> _What is required_
Answer these from the page below on custom LLM frameworks:
(a) What two layers of LLM extensibility does the NeMo Guardrails library have?
(b) In DefaultFramework, which runtime do the openai, nim, and ollama provider names all dispatch to?
(c) What three things does a framework own?
Segment Start: Provided passage
Custom LLM Frameworks#
The NVIDIA NeMo Guardrails library has two layers of LLM extensibility: providers and frameworks. Most users only need the provider layer. This guide is for the smaller set of cases that need to replace the framework layer itself.
The Two-Layer Model#
Framework Layer (system-wide, swappable)
|-- DefaultFramework (built-in, all OpenAI-compatible HTTP)
| |-- openai (provider)
| |-- nim (provider)
| |-- ollama (provider)
| '-- <your custom provider>
|-- LangChainFramework (built-in, opt-in)
| '-- LangChain providers
'-- <YourCustomFramework>
'-- <your providers>
A provider is a name a user types as engine: in config.yml: a label your framework dispatches on. In DefaultFramework, openai, nim, and ollama are provider names that all dispatch to the same OpenAIChatModel runtime. They differ only in default base URLs and small per-provider conventions. In LangChainFramework, each provider name dispatches to its own LangChain class. Your framework decides whether multiple provider names share one runtime or each name has its own. Adding a provider is the right move when you want to plug in one new backend and the surrounding framework’s behavior is fine. For details, refer to Custom LLM Providers and Custom LLM Model.
A framework owns the entire LLM stack: how models are constructed, how providers are looked up, and how resources are released at shutdown. Adding a framework is the right move when you want to replace the entire stack (for example, route everything through LiteLLM, a proprietary in-house orchestrator, or a service mesh).
Segment End: Provided passage
Segment Start: Given entries
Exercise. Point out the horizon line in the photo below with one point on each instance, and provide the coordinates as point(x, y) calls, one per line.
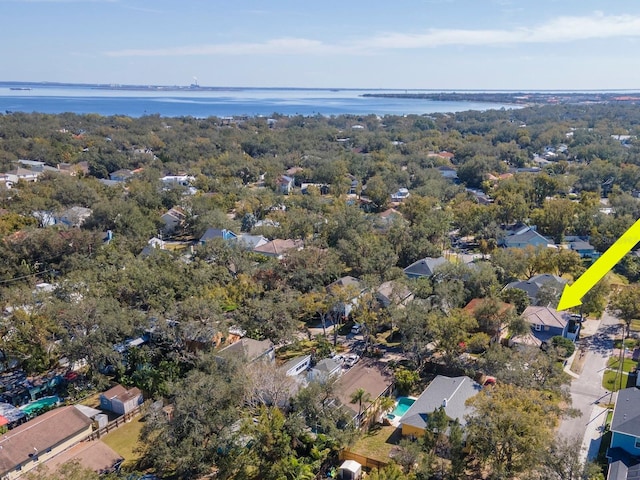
point(194, 87)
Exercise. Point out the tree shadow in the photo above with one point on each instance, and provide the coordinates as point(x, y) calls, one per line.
point(395, 437)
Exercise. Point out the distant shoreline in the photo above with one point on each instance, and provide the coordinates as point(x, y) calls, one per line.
point(514, 96)
point(520, 98)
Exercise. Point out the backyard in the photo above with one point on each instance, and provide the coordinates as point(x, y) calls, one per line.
point(378, 442)
point(124, 440)
point(617, 375)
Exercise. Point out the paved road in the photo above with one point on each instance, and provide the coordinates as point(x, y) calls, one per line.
point(587, 392)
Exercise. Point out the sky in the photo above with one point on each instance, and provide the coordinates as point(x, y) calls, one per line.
point(404, 44)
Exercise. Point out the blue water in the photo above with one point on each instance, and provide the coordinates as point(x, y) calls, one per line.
point(219, 103)
point(404, 403)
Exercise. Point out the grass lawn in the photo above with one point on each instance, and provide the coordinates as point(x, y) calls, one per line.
point(609, 380)
point(92, 401)
point(627, 364)
point(376, 443)
point(629, 343)
point(125, 439)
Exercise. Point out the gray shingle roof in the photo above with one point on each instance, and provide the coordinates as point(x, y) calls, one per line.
point(626, 414)
point(450, 392)
point(425, 267)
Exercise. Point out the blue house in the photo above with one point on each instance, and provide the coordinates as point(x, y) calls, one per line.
point(425, 267)
point(583, 248)
point(284, 184)
point(524, 237)
point(212, 233)
point(624, 450)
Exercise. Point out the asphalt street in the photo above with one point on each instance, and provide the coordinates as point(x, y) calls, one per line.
point(587, 392)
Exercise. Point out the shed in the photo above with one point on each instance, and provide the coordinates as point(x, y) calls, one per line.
point(350, 470)
point(120, 400)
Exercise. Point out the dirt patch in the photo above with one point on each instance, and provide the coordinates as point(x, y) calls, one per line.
point(578, 361)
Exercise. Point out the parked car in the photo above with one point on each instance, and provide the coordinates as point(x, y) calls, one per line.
point(351, 360)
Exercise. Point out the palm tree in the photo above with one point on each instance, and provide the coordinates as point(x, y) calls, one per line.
point(360, 396)
point(383, 404)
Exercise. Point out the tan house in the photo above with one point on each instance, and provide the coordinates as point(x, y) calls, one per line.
point(120, 400)
point(278, 248)
point(28, 445)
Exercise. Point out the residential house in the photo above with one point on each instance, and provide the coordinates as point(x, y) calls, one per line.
point(347, 290)
point(502, 314)
point(443, 155)
point(297, 365)
point(321, 188)
point(73, 217)
point(33, 165)
point(324, 370)
point(278, 248)
point(121, 175)
point(26, 446)
point(350, 470)
point(353, 185)
point(450, 393)
point(624, 449)
point(26, 175)
point(552, 283)
point(395, 293)
point(401, 195)
point(177, 180)
point(582, 247)
point(120, 400)
point(249, 350)
point(173, 219)
point(212, 233)
point(546, 323)
point(251, 241)
point(449, 173)
point(523, 237)
point(74, 169)
point(425, 267)
point(481, 197)
point(284, 184)
point(154, 244)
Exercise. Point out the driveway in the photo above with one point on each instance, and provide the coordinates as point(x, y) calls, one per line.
point(587, 392)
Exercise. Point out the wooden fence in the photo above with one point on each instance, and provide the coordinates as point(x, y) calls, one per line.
point(118, 422)
point(366, 462)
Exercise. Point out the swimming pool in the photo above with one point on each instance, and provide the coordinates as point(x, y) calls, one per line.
point(40, 403)
point(404, 403)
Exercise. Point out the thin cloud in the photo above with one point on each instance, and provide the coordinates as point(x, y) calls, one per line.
point(59, 1)
point(559, 30)
point(280, 46)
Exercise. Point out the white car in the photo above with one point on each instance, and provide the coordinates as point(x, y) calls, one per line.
point(351, 360)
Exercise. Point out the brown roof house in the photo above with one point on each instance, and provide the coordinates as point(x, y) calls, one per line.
point(26, 446)
point(546, 323)
point(250, 350)
point(278, 248)
point(120, 400)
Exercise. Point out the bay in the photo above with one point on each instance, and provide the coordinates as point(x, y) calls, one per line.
point(202, 103)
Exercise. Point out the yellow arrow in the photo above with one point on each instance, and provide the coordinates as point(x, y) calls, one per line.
point(572, 294)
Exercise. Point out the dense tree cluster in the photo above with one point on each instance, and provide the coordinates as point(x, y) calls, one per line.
point(106, 291)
Segment End: Given entries
> _Task result_
(a) Providers and frameworks.
(b) OpenAIChatModel.
(c) How models are constructed, how providers are looked up, and how resources are released at shutdown.